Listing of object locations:

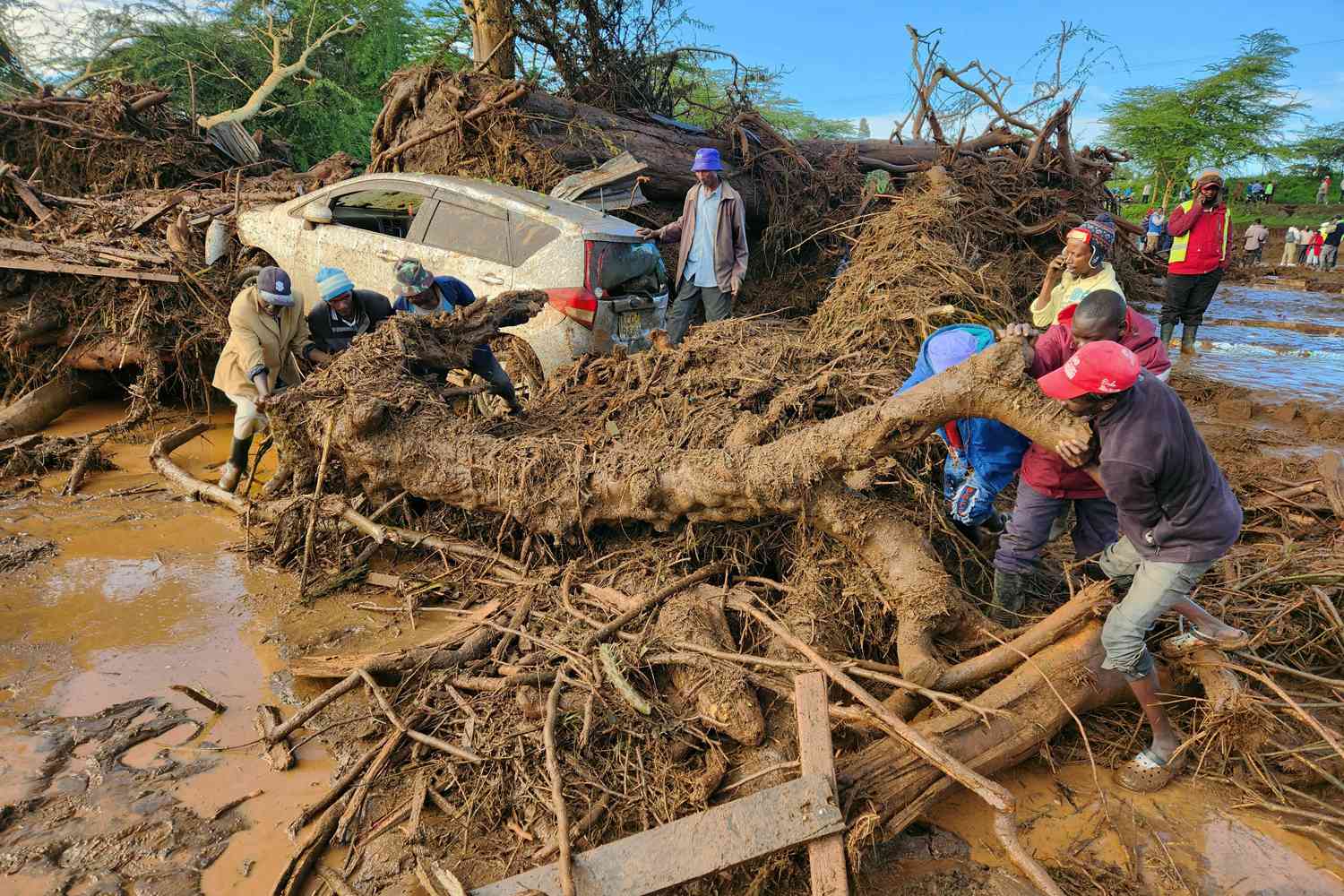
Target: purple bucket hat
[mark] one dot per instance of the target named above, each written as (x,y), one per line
(707,159)
(951,349)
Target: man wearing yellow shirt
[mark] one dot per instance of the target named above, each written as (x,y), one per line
(1080,269)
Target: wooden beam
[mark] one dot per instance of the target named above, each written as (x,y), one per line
(696,845)
(86,271)
(825,855)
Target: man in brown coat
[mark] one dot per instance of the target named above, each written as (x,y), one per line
(712,258)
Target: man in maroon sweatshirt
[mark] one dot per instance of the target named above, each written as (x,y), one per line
(1047,485)
(1177,516)
(1199,257)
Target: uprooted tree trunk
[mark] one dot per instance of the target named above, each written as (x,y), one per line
(45,405)
(426,125)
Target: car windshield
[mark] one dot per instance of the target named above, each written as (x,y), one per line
(625,269)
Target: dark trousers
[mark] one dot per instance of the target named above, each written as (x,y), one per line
(1029,528)
(1188,297)
(486,366)
(718,306)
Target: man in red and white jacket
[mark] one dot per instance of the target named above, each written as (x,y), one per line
(1198,260)
(1047,484)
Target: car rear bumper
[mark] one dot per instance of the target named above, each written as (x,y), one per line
(556,340)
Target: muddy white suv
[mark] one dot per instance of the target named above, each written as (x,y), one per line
(605,285)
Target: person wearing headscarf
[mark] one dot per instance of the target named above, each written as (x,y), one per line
(1078,271)
(419,292)
(1202,230)
(266,330)
(983,455)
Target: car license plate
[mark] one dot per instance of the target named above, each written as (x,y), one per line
(631,325)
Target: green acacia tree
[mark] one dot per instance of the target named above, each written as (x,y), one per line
(1234,112)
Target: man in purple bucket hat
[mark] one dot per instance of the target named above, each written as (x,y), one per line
(712,257)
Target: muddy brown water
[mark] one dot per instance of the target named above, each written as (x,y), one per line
(1246,343)
(144,595)
(144,592)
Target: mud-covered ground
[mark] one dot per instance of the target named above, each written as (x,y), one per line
(112,782)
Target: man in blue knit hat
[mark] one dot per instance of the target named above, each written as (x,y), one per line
(712,257)
(983,455)
(344,312)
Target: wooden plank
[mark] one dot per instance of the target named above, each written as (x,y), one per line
(88,271)
(155,212)
(825,855)
(793,813)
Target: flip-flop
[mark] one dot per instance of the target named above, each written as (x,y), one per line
(1193,640)
(1147,772)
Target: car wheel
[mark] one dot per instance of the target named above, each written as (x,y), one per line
(521,363)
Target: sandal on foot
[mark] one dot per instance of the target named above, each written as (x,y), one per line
(1147,772)
(1193,640)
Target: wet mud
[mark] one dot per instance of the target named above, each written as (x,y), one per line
(109,777)
(110,780)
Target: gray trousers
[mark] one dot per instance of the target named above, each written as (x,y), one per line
(718,306)
(1155,589)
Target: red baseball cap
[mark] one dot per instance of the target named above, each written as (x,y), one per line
(1102,368)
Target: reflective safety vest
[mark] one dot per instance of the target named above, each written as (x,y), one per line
(1180,244)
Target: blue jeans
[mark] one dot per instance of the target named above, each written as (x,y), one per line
(1155,589)
(1029,530)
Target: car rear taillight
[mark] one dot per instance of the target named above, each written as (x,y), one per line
(577,303)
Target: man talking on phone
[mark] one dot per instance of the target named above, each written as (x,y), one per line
(1198,258)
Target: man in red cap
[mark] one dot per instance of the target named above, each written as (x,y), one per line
(1199,257)
(1176,516)
(712,255)
(1048,487)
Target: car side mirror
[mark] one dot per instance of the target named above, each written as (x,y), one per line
(317,214)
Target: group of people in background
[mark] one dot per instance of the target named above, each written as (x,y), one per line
(1150,506)
(269,331)
(1314,246)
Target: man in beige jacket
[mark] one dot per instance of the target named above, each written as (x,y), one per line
(266,331)
(712,257)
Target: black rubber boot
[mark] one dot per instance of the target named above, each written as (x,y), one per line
(1010,592)
(1187,340)
(231,471)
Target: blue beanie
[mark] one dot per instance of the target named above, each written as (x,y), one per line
(332,282)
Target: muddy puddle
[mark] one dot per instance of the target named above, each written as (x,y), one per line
(1249,339)
(142,594)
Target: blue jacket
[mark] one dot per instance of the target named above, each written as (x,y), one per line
(991,452)
(453,293)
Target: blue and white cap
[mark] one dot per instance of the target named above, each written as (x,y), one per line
(332,282)
(274,287)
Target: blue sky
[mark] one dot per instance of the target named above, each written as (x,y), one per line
(849,61)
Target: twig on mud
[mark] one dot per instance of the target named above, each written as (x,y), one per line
(648,603)
(618,681)
(997,797)
(553,767)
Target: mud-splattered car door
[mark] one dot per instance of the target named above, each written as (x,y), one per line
(374,225)
(468,239)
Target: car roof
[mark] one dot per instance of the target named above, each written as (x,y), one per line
(527,202)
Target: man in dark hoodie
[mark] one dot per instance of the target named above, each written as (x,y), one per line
(1048,485)
(1177,516)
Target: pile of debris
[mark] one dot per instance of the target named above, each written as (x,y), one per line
(644,562)
(120,253)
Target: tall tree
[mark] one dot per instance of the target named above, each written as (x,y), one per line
(1236,112)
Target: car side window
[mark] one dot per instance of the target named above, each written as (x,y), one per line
(470,231)
(529,237)
(382,211)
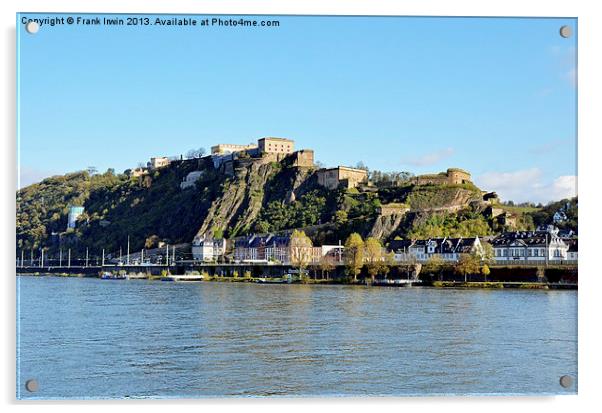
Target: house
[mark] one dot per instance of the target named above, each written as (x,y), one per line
(208,249)
(278,146)
(572,251)
(136,172)
(228,148)
(262,248)
(191,179)
(448,249)
(272,248)
(530,246)
(453,176)
(559,216)
(158,162)
(332,178)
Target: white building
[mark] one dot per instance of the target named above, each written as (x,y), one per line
(158,162)
(191,179)
(208,249)
(530,246)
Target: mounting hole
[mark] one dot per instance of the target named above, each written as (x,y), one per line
(31,385)
(566,31)
(32,27)
(566,381)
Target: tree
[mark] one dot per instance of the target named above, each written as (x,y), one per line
(354,255)
(487,256)
(388,263)
(340,217)
(300,251)
(485,271)
(151,242)
(373,256)
(327,264)
(434,265)
(468,264)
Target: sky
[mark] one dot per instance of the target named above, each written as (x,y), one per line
(494,96)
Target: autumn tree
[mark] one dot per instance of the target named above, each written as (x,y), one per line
(373,256)
(300,251)
(327,264)
(468,264)
(434,265)
(354,255)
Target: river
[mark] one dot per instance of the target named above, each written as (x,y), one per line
(89,338)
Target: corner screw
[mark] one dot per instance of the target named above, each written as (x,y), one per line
(566,381)
(566,31)
(31,385)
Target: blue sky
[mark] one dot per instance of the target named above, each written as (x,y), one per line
(494,96)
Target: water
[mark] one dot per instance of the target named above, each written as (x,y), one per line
(88,338)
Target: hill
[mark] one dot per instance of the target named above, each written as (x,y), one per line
(259,195)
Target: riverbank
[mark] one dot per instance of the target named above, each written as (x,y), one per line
(311,281)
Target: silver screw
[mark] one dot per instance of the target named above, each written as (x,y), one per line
(566,31)
(566,381)
(31,385)
(32,27)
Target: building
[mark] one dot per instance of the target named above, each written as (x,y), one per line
(158,162)
(453,176)
(136,172)
(191,179)
(448,249)
(530,246)
(279,146)
(227,148)
(333,178)
(277,249)
(572,254)
(208,249)
(74,214)
(491,198)
(262,248)
(303,158)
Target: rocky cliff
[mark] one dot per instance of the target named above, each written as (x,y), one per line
(256,195)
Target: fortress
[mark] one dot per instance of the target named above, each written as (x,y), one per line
(453,176)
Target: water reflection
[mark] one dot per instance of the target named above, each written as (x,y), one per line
(92,338)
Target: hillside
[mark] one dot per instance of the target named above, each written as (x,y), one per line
(259,196)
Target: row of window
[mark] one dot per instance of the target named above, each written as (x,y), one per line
(521,252)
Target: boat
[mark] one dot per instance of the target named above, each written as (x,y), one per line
(110,276)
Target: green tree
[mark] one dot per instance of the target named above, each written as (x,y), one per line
(487,256)
(300,251)
(485,271)
(434,265)
(468,264)
(354,255)
(340,217)
(373,257)
(327,264)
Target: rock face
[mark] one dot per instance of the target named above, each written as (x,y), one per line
(385,225)
(241,200)
(243,196)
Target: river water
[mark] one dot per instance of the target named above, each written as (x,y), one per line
(89,338)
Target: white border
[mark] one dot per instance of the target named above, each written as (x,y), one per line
(589,149)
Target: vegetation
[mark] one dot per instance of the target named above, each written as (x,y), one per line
(373,257)
(300,246)
(354,255)
(468,264)
(449,225)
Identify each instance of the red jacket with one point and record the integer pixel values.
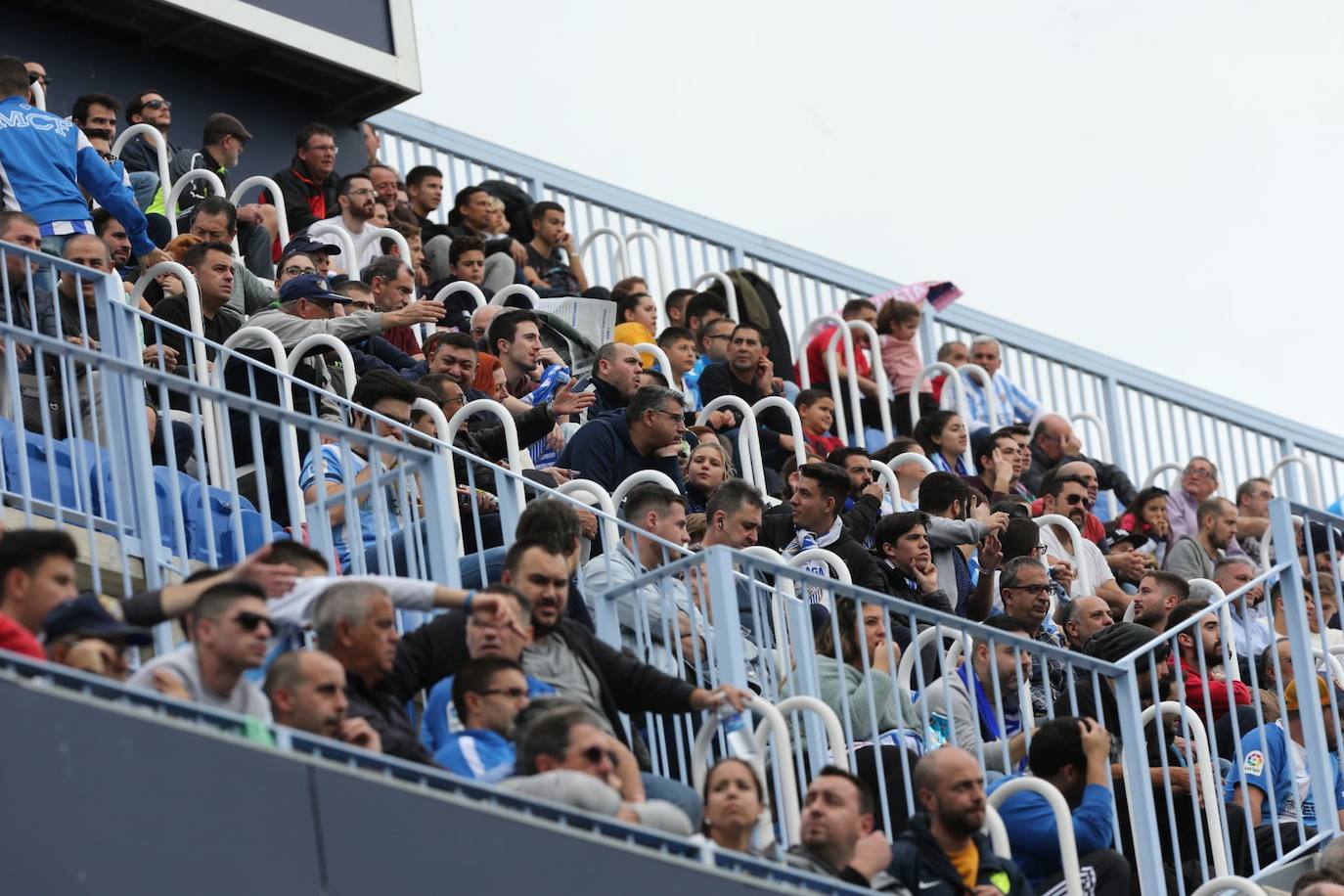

# WRITTEN INSTRUCTION
How many lines of the listing above contain the word "water"? Reply with the number alone.

# SOLUTION
4